**DESCRIPTION OF THE TASK**.
Pull out every line in the records below that contains the string "Query", and list those lines one per line in the order they appear.

**SOURCE MATERIAL**.
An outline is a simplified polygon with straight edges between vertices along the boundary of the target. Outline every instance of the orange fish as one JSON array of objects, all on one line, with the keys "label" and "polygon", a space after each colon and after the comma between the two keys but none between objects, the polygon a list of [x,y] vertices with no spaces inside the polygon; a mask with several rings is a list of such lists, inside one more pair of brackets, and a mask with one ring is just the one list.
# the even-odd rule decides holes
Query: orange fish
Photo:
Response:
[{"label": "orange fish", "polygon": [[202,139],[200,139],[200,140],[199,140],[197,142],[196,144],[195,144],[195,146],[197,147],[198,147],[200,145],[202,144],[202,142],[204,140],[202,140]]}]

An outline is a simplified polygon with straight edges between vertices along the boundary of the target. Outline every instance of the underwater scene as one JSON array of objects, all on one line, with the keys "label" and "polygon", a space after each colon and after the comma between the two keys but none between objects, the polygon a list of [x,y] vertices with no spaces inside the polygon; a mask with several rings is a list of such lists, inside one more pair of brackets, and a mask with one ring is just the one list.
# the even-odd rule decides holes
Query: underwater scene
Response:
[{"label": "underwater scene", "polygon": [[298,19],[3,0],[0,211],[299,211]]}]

* * *

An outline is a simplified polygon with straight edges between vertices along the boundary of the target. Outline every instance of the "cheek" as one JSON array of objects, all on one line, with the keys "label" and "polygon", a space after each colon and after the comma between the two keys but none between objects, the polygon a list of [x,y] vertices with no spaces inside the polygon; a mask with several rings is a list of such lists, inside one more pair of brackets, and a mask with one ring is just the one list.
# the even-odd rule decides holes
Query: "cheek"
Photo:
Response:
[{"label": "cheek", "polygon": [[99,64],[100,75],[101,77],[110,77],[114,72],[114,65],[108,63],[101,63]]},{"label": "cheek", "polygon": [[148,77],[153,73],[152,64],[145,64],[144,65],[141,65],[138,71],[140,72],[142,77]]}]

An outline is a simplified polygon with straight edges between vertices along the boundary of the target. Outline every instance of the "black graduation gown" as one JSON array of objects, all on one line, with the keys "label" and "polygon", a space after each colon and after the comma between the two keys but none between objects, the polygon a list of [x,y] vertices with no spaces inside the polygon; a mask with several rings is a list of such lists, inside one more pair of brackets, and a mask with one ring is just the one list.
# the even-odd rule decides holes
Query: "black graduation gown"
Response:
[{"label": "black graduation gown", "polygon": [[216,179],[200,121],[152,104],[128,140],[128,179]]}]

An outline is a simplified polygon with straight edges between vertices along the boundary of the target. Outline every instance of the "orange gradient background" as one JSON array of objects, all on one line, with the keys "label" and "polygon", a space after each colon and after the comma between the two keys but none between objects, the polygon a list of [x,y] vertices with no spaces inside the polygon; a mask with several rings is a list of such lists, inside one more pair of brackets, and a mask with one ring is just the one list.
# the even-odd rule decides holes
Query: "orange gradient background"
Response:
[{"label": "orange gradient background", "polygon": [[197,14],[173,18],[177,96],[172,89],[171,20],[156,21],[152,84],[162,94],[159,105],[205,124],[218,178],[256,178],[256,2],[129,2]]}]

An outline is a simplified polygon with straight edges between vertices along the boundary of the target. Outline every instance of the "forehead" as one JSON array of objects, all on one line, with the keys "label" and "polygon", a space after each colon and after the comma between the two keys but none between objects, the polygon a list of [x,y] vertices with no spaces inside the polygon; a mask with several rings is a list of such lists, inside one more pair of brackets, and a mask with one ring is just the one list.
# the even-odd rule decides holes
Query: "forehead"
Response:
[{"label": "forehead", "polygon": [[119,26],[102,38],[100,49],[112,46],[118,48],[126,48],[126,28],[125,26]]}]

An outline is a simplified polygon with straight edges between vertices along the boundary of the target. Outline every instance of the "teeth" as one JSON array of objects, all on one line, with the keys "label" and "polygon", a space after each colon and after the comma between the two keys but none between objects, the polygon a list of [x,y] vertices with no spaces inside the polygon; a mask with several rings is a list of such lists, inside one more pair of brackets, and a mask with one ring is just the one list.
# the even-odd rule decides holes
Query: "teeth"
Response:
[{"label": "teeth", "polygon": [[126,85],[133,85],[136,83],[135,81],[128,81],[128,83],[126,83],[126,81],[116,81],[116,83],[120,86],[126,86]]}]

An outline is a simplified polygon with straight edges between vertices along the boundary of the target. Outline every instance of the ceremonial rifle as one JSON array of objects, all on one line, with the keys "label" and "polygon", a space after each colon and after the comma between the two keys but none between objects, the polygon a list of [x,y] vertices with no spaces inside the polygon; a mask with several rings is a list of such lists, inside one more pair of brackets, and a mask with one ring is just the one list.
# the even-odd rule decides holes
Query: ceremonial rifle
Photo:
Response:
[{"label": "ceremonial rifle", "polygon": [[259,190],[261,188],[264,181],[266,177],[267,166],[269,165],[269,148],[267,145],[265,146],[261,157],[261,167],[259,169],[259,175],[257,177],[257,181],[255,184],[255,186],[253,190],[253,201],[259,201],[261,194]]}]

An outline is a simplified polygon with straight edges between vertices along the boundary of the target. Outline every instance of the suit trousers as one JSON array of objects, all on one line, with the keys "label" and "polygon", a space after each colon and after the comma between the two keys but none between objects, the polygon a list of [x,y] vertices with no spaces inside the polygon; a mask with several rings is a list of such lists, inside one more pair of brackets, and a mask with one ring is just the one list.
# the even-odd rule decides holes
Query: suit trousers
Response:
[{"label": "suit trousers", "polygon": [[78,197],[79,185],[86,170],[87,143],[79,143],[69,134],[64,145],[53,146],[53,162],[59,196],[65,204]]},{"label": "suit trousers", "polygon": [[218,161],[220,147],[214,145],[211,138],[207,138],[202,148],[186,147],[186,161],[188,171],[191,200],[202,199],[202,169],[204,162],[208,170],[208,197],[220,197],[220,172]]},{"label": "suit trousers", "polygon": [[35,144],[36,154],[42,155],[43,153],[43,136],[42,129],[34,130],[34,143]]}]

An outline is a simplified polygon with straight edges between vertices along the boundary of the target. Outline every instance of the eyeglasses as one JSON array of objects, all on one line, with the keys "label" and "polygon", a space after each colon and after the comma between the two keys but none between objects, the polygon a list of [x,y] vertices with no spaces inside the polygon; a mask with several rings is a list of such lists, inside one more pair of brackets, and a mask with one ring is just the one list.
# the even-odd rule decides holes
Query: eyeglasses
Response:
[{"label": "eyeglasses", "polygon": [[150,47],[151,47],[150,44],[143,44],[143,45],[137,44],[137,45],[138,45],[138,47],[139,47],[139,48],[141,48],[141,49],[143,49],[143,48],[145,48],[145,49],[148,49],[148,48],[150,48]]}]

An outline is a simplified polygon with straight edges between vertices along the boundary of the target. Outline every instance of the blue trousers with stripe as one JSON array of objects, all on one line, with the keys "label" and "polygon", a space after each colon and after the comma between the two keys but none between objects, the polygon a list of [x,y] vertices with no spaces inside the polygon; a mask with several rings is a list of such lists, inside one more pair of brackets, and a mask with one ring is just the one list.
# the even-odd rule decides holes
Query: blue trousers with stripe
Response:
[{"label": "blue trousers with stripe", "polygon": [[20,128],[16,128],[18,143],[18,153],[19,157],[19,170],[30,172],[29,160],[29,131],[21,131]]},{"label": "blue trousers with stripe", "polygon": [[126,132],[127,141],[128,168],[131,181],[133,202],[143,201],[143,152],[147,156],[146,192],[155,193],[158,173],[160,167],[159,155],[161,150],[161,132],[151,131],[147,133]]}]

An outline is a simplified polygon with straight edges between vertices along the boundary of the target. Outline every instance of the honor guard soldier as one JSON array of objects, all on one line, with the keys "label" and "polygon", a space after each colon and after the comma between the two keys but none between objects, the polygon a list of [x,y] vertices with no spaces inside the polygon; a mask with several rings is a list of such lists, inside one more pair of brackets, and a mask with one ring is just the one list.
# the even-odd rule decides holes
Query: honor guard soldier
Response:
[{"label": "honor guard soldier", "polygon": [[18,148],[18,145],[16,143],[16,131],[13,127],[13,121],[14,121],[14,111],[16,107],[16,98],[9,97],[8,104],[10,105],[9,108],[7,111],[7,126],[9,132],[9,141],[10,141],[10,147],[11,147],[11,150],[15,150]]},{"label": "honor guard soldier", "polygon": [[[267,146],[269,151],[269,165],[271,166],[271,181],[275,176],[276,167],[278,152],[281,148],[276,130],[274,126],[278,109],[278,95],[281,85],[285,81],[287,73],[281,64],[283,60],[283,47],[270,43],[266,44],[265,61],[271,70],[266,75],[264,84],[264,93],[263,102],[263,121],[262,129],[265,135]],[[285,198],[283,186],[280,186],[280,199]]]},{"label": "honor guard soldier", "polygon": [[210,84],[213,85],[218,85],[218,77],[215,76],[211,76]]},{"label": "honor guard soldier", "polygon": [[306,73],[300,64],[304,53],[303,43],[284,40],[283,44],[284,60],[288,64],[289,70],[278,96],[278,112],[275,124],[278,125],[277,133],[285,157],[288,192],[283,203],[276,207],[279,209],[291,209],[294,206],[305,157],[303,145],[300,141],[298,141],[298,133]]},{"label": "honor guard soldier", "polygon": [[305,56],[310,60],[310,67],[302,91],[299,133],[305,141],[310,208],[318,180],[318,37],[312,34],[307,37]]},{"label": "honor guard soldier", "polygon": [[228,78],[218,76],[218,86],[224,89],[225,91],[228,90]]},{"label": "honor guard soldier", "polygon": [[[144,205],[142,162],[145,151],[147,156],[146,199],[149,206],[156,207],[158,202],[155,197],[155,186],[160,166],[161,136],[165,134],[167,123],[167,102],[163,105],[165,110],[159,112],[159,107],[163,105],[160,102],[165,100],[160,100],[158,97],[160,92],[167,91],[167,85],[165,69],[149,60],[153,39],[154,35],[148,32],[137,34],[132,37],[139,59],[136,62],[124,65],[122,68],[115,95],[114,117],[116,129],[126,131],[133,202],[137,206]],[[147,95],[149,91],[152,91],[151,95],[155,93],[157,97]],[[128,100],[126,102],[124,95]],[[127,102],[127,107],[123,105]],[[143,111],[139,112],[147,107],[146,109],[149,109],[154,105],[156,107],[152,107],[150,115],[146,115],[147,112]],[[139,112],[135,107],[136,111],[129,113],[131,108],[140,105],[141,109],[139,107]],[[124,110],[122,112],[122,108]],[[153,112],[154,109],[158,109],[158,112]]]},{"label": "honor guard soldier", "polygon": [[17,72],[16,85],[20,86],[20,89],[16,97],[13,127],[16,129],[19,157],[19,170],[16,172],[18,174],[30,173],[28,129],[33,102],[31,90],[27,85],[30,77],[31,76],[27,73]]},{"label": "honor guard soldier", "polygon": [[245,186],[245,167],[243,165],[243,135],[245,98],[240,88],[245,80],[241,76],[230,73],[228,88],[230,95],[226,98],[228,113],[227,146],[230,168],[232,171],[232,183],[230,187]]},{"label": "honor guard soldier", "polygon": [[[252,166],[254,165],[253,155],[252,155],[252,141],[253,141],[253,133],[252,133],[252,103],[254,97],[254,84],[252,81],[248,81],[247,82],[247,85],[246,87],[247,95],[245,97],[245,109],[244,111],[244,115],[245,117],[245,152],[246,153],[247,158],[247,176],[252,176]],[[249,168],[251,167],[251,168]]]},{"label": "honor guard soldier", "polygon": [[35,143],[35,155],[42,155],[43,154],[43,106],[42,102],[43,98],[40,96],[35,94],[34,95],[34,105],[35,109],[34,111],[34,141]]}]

**TASK SOLUTION**.
Query: orange fish
Query: underwater scene
Query: "cheek"
Query: "black graduation gown"
Query: "orange gradient background"
Query: "forehead"
Query: "teeth"
Query: ceremonial rifle
Query: suit trousers
Query: eyeglasses
Query: blue trousers with stripe
Query: honor guard soldier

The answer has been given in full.